### Work task
Print only the closing part of the entries. It starts at the line containing "Note: mark the metal" and includes the final line, exactly as written.

** Data excerpts follows **

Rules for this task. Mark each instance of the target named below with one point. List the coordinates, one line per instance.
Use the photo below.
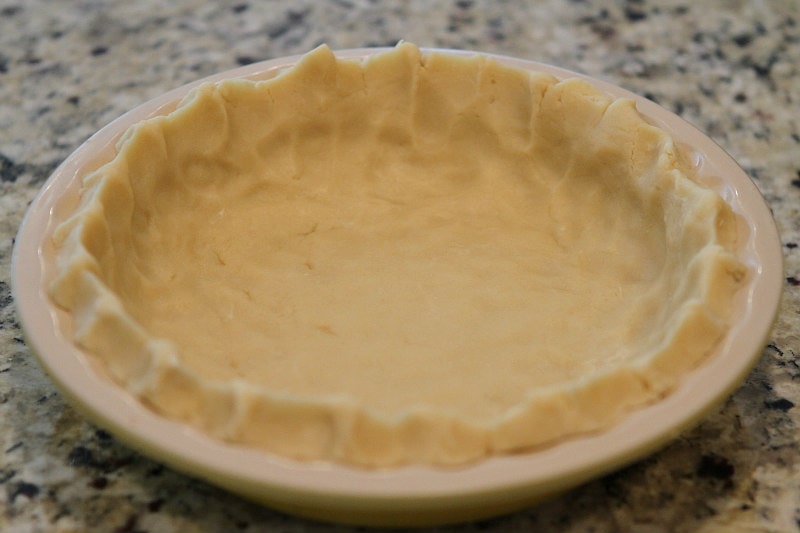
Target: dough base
(411, 259)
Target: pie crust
(416, 258)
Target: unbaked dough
(412, 258)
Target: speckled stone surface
(728, 66)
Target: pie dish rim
(399, 494)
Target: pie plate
(411, 495)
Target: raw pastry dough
(414, 258)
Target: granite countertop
(728, 66)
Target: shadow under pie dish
(418, 258)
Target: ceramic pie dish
(407, 493)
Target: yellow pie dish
(394, 287)
(409, 259)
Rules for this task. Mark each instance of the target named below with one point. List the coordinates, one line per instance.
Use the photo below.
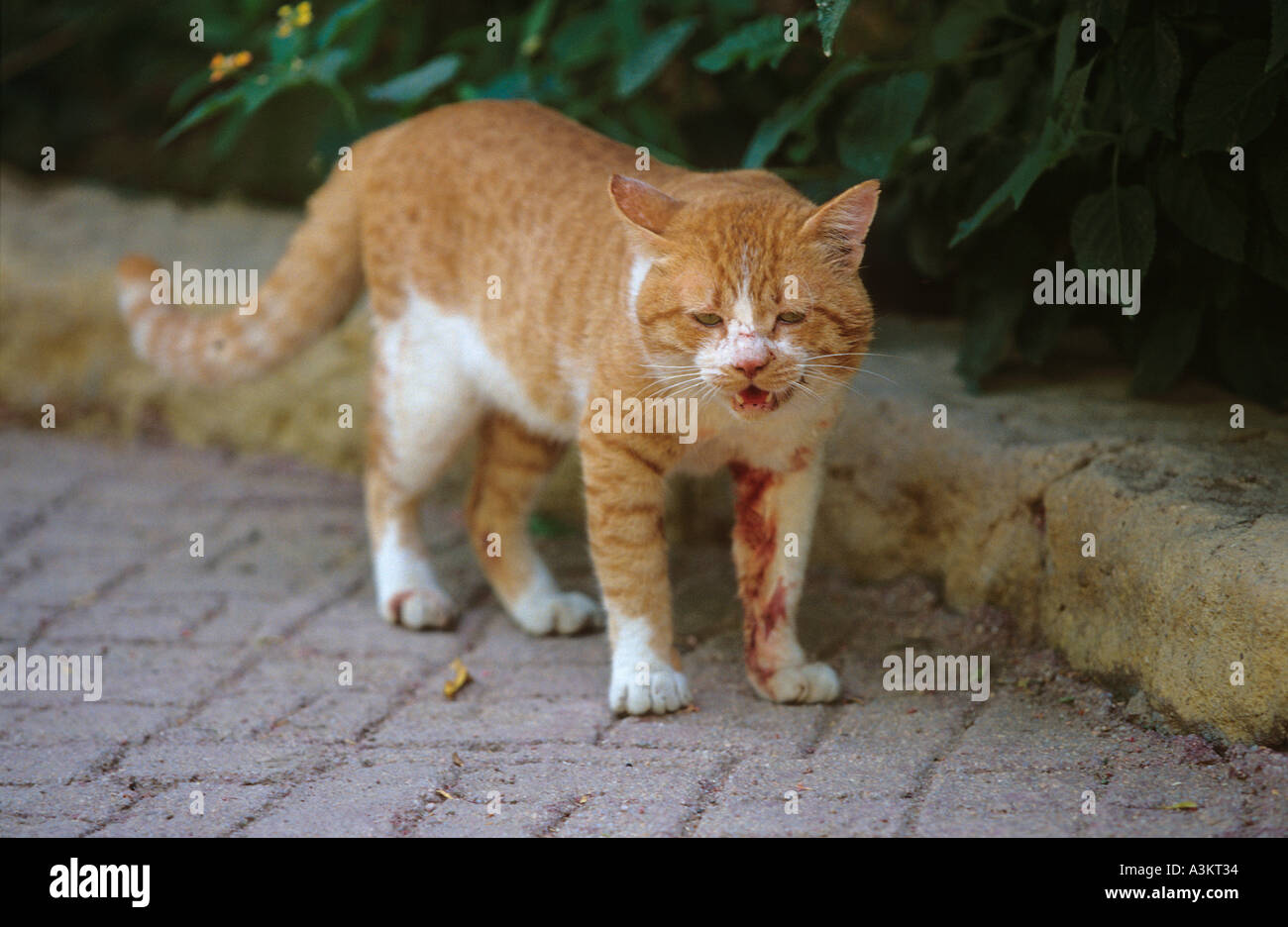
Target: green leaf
(548, 526)
(1149, 73)
(772, 132)
(1065, 48)
(284, 50)
(343, 18)
(1057, 140)
(188, 89)
(535, 26)
(829, 16)
(978, 112)
(204, 111)
(1267, 254)
(1041, 330)
(1233, 99)
(1205, 211)
(1111, 16)
(1115, 230)
(325, 67)
(1278, 33)
(583, 40)
(652, 54)
(956, 29)
(991, 317)
(880, 121)
(755, 44)
(416, 85)
(1168, 346)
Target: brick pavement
(222, 676)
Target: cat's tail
(310, 290)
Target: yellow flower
(222, 64)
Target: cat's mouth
(754, 400)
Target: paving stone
(168, 814)
(222, 674)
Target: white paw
(552, 612)
(647, 689)
(419, 609)
(800, 683)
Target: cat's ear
(841, 224)
(644, 206)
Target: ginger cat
(519, 268)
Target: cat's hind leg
(421, 412)
(511, 464)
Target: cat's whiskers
(824, 377)
(853, 369)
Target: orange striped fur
(523, 271)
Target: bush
(1106, 154)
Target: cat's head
(748, 296)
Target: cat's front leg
(774, 519)
(625, 498)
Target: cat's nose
(751, 365)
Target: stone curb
(1189, 514)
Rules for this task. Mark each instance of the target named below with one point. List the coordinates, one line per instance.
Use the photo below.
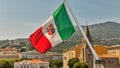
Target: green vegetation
(107, 33)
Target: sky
(20, 18)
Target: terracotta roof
(34, 61)
(107, 56)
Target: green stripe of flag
(63, 22)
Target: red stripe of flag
(39, 41)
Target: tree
(77, 65)
(84, 65)
(80, 65)
(56, 63)
(72, 61)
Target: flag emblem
(51, 29)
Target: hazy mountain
(107, 33)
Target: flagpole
(80, 28)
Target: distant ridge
(107, 33)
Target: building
(51, 56)
(9, 53)
(84, 54)
(31, 55)
(114, 50)
(31, 64)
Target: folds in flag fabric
(56, 29)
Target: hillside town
(109, 55)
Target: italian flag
(56, 29)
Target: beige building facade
(31, 64)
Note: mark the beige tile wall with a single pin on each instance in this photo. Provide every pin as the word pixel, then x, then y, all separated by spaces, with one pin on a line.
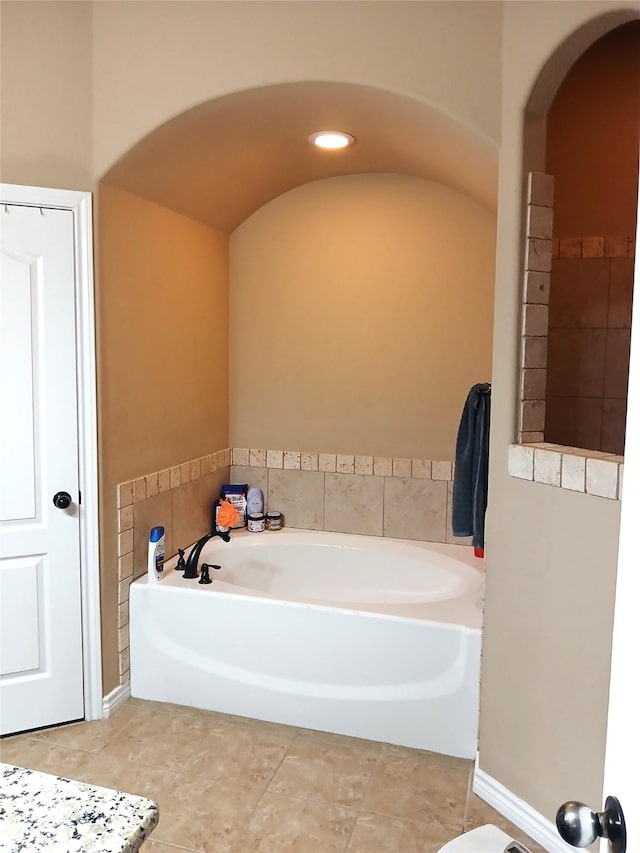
pixel 376 496
pixel 178 498
pixel 370 495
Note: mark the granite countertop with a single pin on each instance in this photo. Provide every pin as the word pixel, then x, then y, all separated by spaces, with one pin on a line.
pixel 40 812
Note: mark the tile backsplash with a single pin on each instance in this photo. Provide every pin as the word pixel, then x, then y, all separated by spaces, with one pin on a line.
pixel 372 495
pixel 179 498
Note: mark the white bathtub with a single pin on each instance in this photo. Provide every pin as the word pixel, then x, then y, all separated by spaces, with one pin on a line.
pixel 364 636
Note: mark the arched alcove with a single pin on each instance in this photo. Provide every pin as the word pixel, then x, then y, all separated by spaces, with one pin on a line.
pixel 220 161
pixel 581 137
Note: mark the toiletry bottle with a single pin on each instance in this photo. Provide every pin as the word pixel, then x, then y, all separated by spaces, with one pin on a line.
pixel 155 562
pixel 255 501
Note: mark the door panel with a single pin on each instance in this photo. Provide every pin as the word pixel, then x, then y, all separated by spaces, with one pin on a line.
pixel 41 666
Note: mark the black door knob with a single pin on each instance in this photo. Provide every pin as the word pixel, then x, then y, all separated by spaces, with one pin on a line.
pixel 62 500
pixel 580 826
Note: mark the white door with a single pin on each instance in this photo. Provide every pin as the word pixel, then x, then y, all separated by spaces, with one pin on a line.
pixel 41 654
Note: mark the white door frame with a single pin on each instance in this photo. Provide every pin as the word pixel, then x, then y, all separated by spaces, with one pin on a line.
pixel 80 205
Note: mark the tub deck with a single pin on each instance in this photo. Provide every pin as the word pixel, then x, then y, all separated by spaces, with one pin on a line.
pixel 407 674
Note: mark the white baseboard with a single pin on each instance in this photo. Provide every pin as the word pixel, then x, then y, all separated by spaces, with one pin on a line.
pixel 114 699
pixel 531 822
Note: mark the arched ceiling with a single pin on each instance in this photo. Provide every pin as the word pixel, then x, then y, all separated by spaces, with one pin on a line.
pixel 222 160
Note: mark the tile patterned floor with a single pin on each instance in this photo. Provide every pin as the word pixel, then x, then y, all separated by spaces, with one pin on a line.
pixel 232 785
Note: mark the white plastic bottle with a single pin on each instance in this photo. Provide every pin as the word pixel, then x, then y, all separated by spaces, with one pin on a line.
pixel 255 501
pixel 155 562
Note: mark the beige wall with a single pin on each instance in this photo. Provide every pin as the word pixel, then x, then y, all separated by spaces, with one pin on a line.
pixel 152 61
pixel 46 94
pixel 345 295
pixel 95 78
pixel 163 356
pixel 551 555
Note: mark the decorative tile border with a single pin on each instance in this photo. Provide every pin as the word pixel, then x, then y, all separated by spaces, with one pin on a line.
pixel 132 492
pixel 586 471
pixel 612 246
pixel 331 463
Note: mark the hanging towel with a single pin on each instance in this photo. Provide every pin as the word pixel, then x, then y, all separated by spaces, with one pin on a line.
pixel 472 466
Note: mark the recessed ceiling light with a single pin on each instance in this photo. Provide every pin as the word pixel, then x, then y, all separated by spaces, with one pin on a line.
pixel 332 139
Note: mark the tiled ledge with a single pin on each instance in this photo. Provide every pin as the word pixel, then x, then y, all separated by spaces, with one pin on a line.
pixel 337 463
pixel 572 468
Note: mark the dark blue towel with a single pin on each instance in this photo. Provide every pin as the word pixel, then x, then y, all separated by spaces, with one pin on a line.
pixel 472 466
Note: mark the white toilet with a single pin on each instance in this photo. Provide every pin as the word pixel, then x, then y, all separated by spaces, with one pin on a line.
pixel 484 839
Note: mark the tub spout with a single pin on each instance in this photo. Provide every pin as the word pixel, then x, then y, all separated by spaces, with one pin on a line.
pixel 191 569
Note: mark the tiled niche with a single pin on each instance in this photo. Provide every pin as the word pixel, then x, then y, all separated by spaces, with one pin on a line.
pixel 601 388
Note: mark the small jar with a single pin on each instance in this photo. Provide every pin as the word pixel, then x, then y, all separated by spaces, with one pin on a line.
pixel 274 521
pixel 256 522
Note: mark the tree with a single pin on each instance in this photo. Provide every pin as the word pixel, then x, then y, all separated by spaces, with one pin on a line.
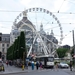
pixel 61 52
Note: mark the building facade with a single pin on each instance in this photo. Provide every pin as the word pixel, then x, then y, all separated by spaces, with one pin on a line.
pixel 4 44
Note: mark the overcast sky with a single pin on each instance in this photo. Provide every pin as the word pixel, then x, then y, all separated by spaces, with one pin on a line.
pixel 66 14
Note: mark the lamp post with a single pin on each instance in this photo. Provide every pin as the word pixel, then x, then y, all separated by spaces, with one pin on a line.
pixel 74 48
pixel 23 59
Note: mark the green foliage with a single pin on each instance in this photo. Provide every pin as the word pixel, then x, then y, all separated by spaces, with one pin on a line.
pixel 61 52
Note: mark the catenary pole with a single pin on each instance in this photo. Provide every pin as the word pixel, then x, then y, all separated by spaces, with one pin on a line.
pixel 74 48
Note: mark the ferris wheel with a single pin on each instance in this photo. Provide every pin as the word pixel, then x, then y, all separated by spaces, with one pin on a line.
pixel 45 19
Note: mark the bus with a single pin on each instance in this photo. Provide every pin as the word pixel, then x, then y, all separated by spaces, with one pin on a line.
pixel 47 61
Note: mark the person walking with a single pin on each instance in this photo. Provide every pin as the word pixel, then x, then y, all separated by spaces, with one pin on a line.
pixel 7 63
pixel 37 65
pixel 32 65
pixel 70 65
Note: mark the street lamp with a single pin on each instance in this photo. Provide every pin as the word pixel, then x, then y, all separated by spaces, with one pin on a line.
pixel 23 59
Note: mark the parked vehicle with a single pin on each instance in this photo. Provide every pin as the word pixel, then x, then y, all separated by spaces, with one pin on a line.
pixel 1 66
pixel 63 65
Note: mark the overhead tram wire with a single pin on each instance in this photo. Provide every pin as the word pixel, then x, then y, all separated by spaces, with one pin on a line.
pixel 38 12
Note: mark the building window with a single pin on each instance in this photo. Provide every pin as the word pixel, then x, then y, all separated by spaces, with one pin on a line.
pixel 2 45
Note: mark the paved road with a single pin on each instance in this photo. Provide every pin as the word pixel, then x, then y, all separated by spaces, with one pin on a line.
pixel 18 71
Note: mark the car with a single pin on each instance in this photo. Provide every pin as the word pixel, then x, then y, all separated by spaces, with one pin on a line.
pixel 63 65
pixel 1 66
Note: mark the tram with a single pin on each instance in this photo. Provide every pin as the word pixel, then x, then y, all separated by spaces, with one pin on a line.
pixel 47 61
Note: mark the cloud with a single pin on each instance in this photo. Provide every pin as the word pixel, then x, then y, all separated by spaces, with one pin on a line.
pixel 61 5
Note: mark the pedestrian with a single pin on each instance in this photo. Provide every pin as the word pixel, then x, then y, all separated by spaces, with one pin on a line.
pixel 7 63
pixel 40 65
pixel 56 66
pixel 70 65
pixel 32 65
pixel 37 65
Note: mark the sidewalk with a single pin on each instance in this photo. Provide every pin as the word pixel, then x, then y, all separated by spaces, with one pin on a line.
pixel 13 69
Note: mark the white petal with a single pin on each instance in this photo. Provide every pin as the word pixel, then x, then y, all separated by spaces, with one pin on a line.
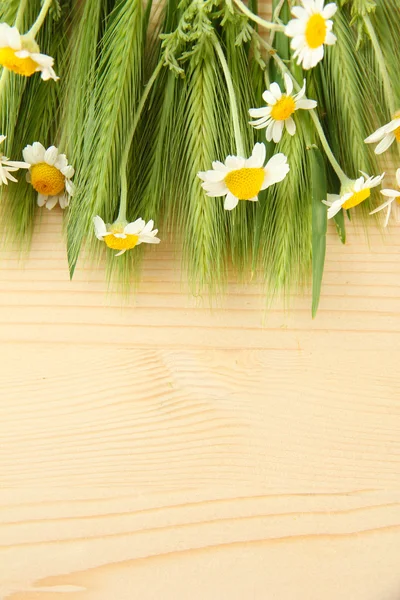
pixel 135 227
pixel 390 193
pixel 385 143
pixel 257 157
pixel 214 176
pixel 260 123
pixel 275 90
pixel 290 126
pixel 330 39
pixel 301 93
pixel 215 189
pixel 7 175
pixel 23 54
pixel 268 133
pixel 147 229
pixel 39 152
pixel 306 104
pixel 100 228
pixel 3 176
pixel 235 162
pixel 41 200
pixel 334 209
pixel 149 239
pixel 382 206
pixel 269 98
pixel 295 27
pixel 299 12
pixel 70 187
pixel 68 171
pixel 219 166
pixel 256 113
pixel 63 201
pixel 230 201
pixel 329 10
pixel 17 164
pixel 51 155
pixel 13 38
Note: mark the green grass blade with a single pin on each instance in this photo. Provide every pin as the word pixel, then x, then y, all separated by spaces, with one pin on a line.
pixel 319 223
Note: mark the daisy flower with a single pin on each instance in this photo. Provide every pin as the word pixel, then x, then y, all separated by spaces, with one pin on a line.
pixel 9 166
pixel 280 109
pixel 392 204
pixel 50 175
pixel 124 236
pixel 243 178
pixel 385 135
pixel 310 30
pixel 22 55
pixel 352 194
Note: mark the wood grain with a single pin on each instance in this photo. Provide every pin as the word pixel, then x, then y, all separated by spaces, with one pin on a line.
pixel 161 450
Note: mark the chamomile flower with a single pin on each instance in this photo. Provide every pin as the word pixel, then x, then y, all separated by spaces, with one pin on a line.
pixel 9 166
pixel 393 204
pixel 310 31
pixel 242 179
pixel 279 112
pixel 385 135
pixel 21 54
pixel 124 236
pixel 352 193
pixel 50 175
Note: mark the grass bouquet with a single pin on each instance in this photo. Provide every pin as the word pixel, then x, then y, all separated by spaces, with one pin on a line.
pixel 239 137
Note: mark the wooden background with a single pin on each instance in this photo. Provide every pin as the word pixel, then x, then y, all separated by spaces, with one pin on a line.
pixel 162 451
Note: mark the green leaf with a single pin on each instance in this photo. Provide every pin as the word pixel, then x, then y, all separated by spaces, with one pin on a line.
pixel 340 226
pixel 281 43
pixel 319 223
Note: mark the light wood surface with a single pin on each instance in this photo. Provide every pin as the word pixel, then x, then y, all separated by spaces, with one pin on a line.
pixel 164 451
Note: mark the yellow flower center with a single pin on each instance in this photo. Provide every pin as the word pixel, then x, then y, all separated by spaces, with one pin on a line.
pixel 115 243
pixel 283 108
pixel 315 31
pixel 245 183
pixel 357 198
pixel 47 180
pixel 22 66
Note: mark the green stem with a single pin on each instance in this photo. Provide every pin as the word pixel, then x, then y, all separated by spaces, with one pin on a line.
pixel 276 16
pixel 3 81
pixel 382 65
pixel 20 14
pixel 266 24
pixel 32 33
pixel 125 156
pixel 232 98
pixel 324 142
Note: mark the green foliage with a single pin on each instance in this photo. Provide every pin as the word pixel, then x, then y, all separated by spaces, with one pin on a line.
pixel 108 114
pixel 342 86
pixel 180 122
pixel 29 110
pixel 319 223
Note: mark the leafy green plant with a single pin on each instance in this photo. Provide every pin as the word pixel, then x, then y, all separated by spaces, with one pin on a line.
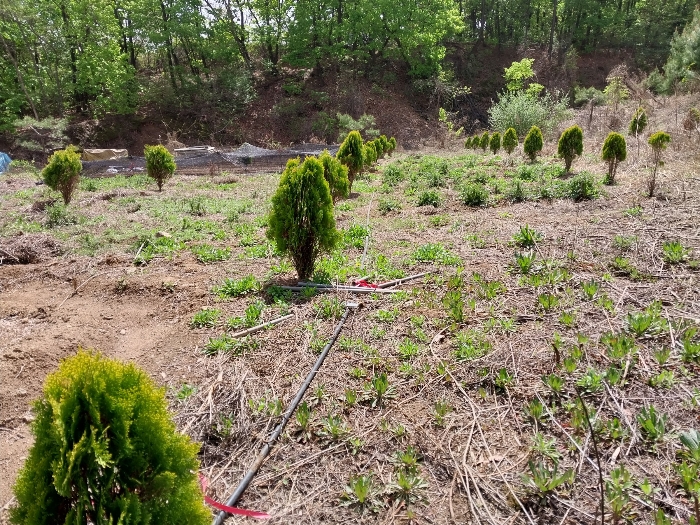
pixel 301 221
pixel 675 252
pixel 527 237
pixel 160 164
pixel 350 154
pixel 474 194
pixel 582 187
pixel 429 198
pixel 570 145
pixel 96 421
pixel 533 143
pixel 441 409
pixel 362 492
pixel 207 317
pixel 510 140
pixel 652 424
pixel 206 253
pixel 545 480
pixel 658 142
pixel 62 173
pixel 336 175
pixel 237 287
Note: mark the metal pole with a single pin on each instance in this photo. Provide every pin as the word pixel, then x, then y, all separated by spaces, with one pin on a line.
pixel 285 419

** End of Data excerpts **

### Answer below
Note: mark the metal pole with a single pin on each instance in this photo. Provide every pin as the word pixel, then x, then y, all separated by spaces, with one pin on a line.
pixel 285 419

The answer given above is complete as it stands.